--- start INPUT MATERIAL ---
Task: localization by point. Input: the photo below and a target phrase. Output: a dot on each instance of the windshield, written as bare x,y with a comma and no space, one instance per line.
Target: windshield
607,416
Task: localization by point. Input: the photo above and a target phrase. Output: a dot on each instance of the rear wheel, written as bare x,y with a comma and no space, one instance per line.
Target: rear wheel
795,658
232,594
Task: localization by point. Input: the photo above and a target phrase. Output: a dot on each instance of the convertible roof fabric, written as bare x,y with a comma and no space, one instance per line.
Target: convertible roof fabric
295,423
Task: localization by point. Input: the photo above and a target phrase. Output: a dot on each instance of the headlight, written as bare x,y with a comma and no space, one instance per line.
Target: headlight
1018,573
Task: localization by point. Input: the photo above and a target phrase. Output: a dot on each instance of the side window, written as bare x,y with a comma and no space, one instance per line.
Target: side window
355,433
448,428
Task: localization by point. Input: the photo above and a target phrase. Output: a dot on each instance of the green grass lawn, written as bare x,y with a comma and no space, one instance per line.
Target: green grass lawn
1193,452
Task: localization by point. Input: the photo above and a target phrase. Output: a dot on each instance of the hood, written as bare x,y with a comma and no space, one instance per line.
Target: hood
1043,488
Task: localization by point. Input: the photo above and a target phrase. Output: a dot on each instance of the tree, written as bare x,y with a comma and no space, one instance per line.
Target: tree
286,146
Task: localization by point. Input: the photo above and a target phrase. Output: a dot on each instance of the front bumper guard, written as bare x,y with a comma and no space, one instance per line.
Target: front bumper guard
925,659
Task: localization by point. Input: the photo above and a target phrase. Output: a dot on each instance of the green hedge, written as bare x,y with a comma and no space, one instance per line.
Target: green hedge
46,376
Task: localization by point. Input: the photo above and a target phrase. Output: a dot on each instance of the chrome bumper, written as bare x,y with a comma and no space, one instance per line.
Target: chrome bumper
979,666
--- end INPUT MATERIAL ---
Return the listing above in full, character for character.

Task: localization by point. Input: the photo below and a target phrase. Output: a dot on each instance of the windshield, written as bare x,y with a comma and no space, one instance per line.
Target: windshield
607,416
Task: localization by point. Input: the photo above and a target phrase. Output: a dot on each instance of the rear wheel, written as bare x,y with a comma and no space, one instance per line.
Target: rear wheel
795,658
232,594
Task: localization by point. Input: the photo above and a target phrase. Output: a dot on each instance of the convertible roof fabric, written as bare x,y with a comma and no space, one instance per line.
Target: convertible roof fabric
295,423
Task: localization by point. Input: the photo above and a target phrase. Output: a dot on each instance of the headlight, written as bare x,y with a comma and no space, one instance per line.
Target: headlight
1018,573
Task: localization by point. Input: the photo above and a target phrase. Output: a dot on each instance of the side window, written as bare x,y with a comma and no space, one instance per line.
Target: side window
355,433
448,428
Task: localization by point. Input: the photo above and a target phrase. Output: a dot on each instance of the green grass lawn, written as bare x,y with a comma and no space, one instance per line.
Target: green grass lawn
1193,452
Task: localization by point. Input: the photo above and a target phrase. Output: a dot on each instance of the hood, written as bare x,y with a comma and no space, one instance per line.
Target: hood
1043,488
Task: localization by point. Input: the photo above and a target phrase. Output: a dot on each instance of the tree, written as bare x,y with a comma and no space, one instance per line.
Target: tree
286,146
Task: localization by point. Input: the photo above and a target phrase. Output: a dot on each instance of the front bumper guard, written as bare x,y with a comma and no space, one instance per line.
Target: front bumper guard
925,659
Task: localization by point. Input: the photo above and a target phrase. Output: a dot on each instance of the green hedge, written as bare x,y with a comma and no space, one instance per line.
Target: green hedge
46,376
Task: localization by point. Input: the photo above and a target phrase. Output: a dot on each instance of the chrome bumper, written as bare x,y with a comma and no space, one instance per line.
Target: chrome bumper
979,666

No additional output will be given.